GIVEN PASSAGE —
....................

Security Design Principles
AltScore processes sensitive commercial transaction data belonging to distributors and retailers. A breach or misuse does not just harm a company — it erodes the trust of the very small businesses the platform exists to serve. Security is therefore a first-class product constraint, not an afterthought.
The security model is built around one foundational assumption: every component can be compromised. Defense is layered so that the compromise of any single layer does not result in a material breach. No single key, credential, or service is a single point of failure.
SECURITY DESIGN PRINCIPLE — ALTSCORELeast Privilege
Every service, user, and API consumer receives the minimum access required for their function. No shared admin credentials. Role boundaries enforced at infrastructure level, not application level.
Defense in Depth
Security controls applied at every layer — network, application, data, and identity. Compromise of one layer does not cascade. Layers include: network perimeter, WAF, application auth, field-level encryption, audit logging.
Data Minimization
Only the data necessary to compute credit features is ingested. PII is pseudonymized before entering the feature pipeline. Raw ERP data never enters the ML scoring layer.

....................

RECORD EXTRACTS —
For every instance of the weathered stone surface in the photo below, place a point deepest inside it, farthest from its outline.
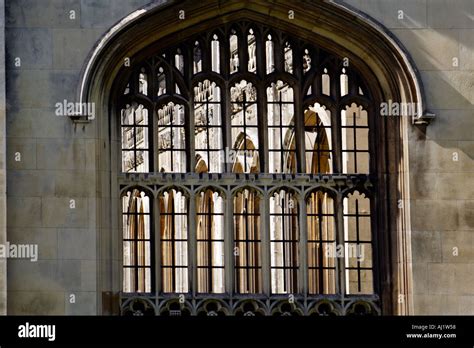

....................

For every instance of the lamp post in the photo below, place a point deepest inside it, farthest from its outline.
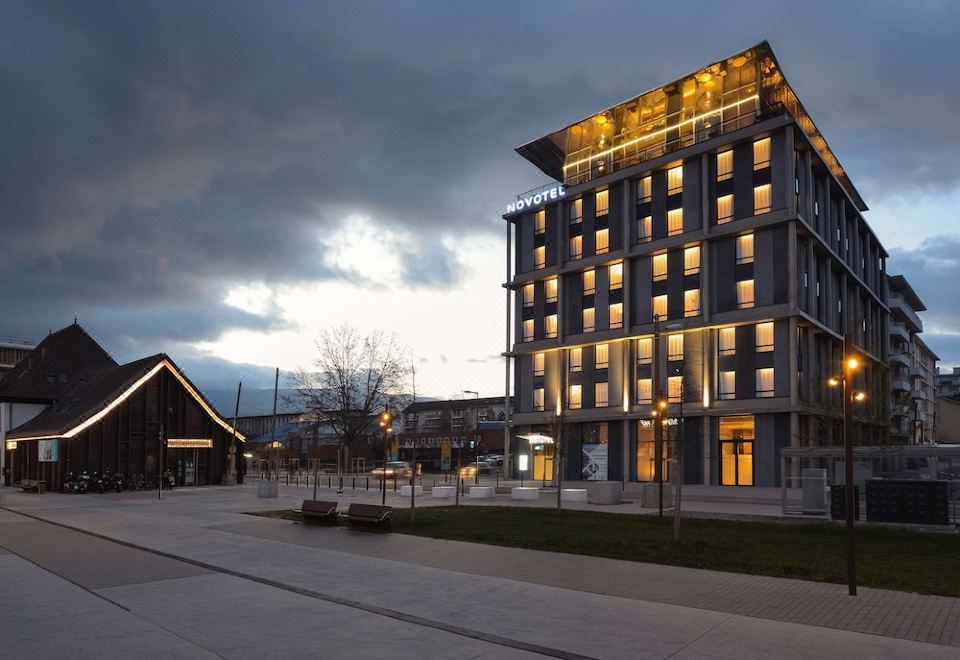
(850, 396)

....................

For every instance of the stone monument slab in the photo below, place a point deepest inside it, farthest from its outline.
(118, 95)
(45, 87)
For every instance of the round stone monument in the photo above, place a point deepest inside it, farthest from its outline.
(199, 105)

....................

DIRECTION 1 —
Do these statements agree with the AltScore security text? Answer yes or no for each and quote the deciding words. (a) Raw ERP data enters the ML scoring layer. (b) Role boundaries are enforced at infrastructure level. (c) Shared admin credentials are permitted.
DIRECTION 2 —
Quote the AltScore security text from "The security model" to "point of failure.".
DIRECTION 3 —
Which layers does the AltScore security text name after "Layers include:"?
Answer using only the AltScore security text, not the entries.

EXPECTED ANSWER 1 —
(a) No: "Raw ERP data never enters the ML scoring layer."
(b) Yes: "Role boundaries enforced at infrastructure level, not application level."
(c) No: "No shared admin credentials."

EXPECTED ANSWER 2 —
The security model is built around one foundational assumption: every component can be compromised. Defense is layered so that the compromise of any single layer does not result in a material breach. No single key, credential, or service is a single point of failure.

EXPECTED ANSWER 3 —
- network perimeter
- WAF
- application auth
- field-level encryption
- audit logging